Display each line of the data below that contains the string "wooden", treating uppercase and lowercase letters as distinct.

★ ★ ★ ★

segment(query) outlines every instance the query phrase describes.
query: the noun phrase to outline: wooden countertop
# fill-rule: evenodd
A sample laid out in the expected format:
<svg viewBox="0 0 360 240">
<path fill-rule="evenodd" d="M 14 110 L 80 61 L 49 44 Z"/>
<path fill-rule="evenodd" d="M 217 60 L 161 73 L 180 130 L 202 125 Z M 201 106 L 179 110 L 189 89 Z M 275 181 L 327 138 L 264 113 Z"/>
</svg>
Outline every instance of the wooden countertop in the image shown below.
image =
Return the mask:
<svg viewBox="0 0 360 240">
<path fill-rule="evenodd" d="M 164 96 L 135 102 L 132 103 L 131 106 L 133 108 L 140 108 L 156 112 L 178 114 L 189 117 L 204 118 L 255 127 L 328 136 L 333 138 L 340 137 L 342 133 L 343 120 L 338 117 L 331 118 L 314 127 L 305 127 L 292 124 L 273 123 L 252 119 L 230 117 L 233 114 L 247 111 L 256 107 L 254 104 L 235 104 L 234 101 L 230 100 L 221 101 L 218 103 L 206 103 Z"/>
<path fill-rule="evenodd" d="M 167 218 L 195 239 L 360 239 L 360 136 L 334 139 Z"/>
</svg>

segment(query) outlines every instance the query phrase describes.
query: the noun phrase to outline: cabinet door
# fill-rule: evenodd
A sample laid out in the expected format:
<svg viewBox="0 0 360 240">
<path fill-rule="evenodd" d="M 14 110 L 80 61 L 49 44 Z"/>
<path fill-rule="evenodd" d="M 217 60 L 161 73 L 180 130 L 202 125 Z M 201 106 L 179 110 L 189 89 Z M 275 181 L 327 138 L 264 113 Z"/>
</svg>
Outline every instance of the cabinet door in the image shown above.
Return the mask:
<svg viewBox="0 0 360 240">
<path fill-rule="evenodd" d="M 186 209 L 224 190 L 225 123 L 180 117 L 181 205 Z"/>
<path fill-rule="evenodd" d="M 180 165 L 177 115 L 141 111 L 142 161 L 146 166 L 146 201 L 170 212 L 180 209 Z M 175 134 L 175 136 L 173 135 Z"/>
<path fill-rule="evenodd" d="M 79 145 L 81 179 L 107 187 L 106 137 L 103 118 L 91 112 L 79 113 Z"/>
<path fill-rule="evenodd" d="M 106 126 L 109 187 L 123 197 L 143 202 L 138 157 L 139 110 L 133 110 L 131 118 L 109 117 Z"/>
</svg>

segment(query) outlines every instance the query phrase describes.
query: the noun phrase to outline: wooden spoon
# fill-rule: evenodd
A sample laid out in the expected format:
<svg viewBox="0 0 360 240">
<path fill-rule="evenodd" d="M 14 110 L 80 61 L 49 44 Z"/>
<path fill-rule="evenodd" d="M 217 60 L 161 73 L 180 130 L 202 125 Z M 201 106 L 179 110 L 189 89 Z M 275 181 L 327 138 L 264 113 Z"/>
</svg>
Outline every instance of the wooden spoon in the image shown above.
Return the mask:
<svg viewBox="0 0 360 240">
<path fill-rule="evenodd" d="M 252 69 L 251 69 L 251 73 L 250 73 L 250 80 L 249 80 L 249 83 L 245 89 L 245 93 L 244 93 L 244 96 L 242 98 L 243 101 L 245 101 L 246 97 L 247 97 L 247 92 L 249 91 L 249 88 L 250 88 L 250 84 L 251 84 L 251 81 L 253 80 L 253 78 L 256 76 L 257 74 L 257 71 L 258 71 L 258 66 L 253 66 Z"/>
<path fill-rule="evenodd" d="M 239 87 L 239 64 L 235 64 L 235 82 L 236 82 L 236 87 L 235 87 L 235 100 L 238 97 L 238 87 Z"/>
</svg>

★ ★ ★ ★

→ **WRITTEN RESPONSE**:
query: the noun phrase to outline: wooden countertop
Outline every instance of the wooden countertop in the image shown below.
query: the noun phrase to outline: wooden spoon
Outline every instance of the wooden spoon in the image shown above.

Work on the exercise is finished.